Contour labeling records:
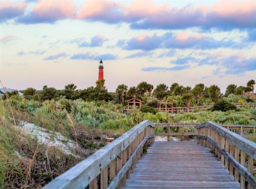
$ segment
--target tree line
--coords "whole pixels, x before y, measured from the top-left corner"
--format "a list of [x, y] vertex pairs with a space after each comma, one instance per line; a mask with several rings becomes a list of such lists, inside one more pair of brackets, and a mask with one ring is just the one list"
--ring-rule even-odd
[[[165, 84], [160, 84], [154, 88], [152, 84], [142, 82], [136, 87], [130, 88], [125, 84], [120, 84], [117, 86], [116, 93], [109, 93], [106, 87], [102, 87], [104, 86], [104, 82], [105, 81], [97, 81], [96, 87], [91, 87], [83, 90], [78, 90], [75, 84], [70, 84], [65, 85], [63, 90], [57, 90], [45, 85], [41, 90], [29, 87], [21, 92], [26, 99], [41, 101], [64, 97], [71, 100], [81, 99], [86, 101], [114, 101], [115, 103], [123, 104], [125, 104], [126, 100], [133, 98], [142, 100], [146, 99], [147, 101], [147, 98], [152, 97], [157, 101], [164, 101], [175, 99], [178, 96], [183, 104], [176, 105], [190, 106], [192, 100], [196, 104], [200, 105], [202, 98], [209, 99], [216, 102], [223, 96], [228, 96], [232, 94], [242, 95], [244, 92], [252, 93], [254, 90], [255, 84], [255, 81], [253, 79], [249, 81], [246, 86], [230, 84], [226, 88], [225, 93], [221, 94], [220, 87], [216, 85], [208, 87], [204, 84], [198, 84], [192, 88], [175, 82], [170, 87]], [[9, 93], [7, 95], [11, 96], [15, 94], [15, 93]], [[156, 106], [157, 102], [155, 101], [154, 103], [155, 104], [153, 104], [152, 106]]]
[[[224, 96], [227, 96], [234, 94], [242, 95], [244, 92], [253, 92], [255, 81], [253, 79], [249, 81], [247, 85], [239, 86], [235, 84], [229, 85], [226, 90]], [[184, 87], [178, 83], [173, 83], [169, 87], [165, 84], [160, 84], [153, 90], [153, 85], [148, 84], [147, 82], [142, 82], [139, 84], [137, 87], [131, 87], [129, 88], [125, 84], [117, 86], [116, 92], [119, 96], [120, 102], [125, 102], [126, 98], [137, 98], [147, 94], [151, 96], [151, 94], [158, 100], [162, 101], [170, 96], [181, 96], [182, 99], [189, 105], [192, 98], [196, 99], [197, 104], [199, 105], [200, 99], [202, 97], [208, 98], [213, 102], [218, 101], [223, 95], [221, 90], [216, 85], [212, 85], [209, 87], [204, 85], [204, 84], [198, 84], [194, 88], [190, 87]]]

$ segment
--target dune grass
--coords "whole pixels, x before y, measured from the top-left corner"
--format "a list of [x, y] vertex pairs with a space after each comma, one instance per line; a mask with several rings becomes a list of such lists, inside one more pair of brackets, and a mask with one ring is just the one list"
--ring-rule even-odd
[[[140, 121], [256, 125], [256, 110], [246, 107], [226, 112], [199, 111], [174, 115], [132, 111], [121, 113], [122, 105], [112, 102], [71, 101], [64, 98], [40, 102], [18, 96], [0, 99], [0, 188], [41, 187], [104, 146], [106, 137], [117, 138]], [[35, 124], [86, 150], [67, 155], [60, 149], [40, 144], [22, 133], [20, 121]], [[157, 128], [162, 131], [162, 128]], [[251, 139], [254, 141], [255, 137]]]

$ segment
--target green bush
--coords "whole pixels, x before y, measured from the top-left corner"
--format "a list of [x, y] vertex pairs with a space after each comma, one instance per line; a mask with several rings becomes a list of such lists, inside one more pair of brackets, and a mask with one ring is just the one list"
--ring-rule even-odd
[[212, 108], [212, 111], [226, 111], [231, 110], [237, 110], [237, 107], [224, 100], [221, 100], [216, 102]]
[[153, 114], [155, 114], [158, 111], [157, 110], [154, 109], [153, 108], [148, 105], [142, 106], [140, 109], [140, 111], [142, 111], [143, 113], [153, 113]]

What to do: Quote everything from the start of the records down to the line containing "104], [152, 106]]]", including that line, and leave the pictures out.

Response to the task:
$ segment
--target tree line
--coords "whole pixels, x before y, measured from the top-left corner"
--format "a list of [x, y] vertex pairs with a space after each comma, one instance per line; a mask with several rings becomes a list of such lists, inside one more pair of brackets, and a mask with one ring is just the one list"
--ring-rule even-odd
[[[165, 84], [160, 84], [154, 88], [152, 84], [142, 82], [136, 87], [130, 88], [125, 84], [120, 84], [117, 86], [116, 93], [109, 93], [106, 87], [102, 87], [104, 86], [104, 82], [105, 81], [97, 81], [96, 87], [91, 87], [83, 90], [78, 90], [75, 84], [70, 84], [65, 85], [63, 90], [57, 90], [45, 85], [41, 90], [29, 87], [21, 92], [26, 99], [41, 101], [64, 97], [71, 100], [81, 99], [86, 101], [114, 101], [115, 103], [123, 104], [125, 104], [126, 100], [133, 98], [142, 100], [146, 99], [147, 101], [147, 98], [152, 97], [157, 101], [164, 101], [175, 99], [178, 96], [183, 104], [176, 105], [190, 106], [192, 100], [196, 104], [200, 105], [202, 98], [209, 99], [216, 102], [223, 96], [228, 96], [232, 94], [242, 95], [244, 92], [252, 93], [254, 90], [255, 84], [255, 81], [253, 79], [249, 81], [246, 86], [230, 84], [226, 88], [225, 93], [221, 94], [220, 87], [216, 85], [208, 87], [204, 84], [198, 84], [192, 88], [175, 82], [170, 87]], [[9, 93], [7, 95], [11, 96], [15, 94], [15, 93]], [[156, 106], [157, 102], [155, 101], [154, 103], [155, 104], [153, 104], [152, 106]]]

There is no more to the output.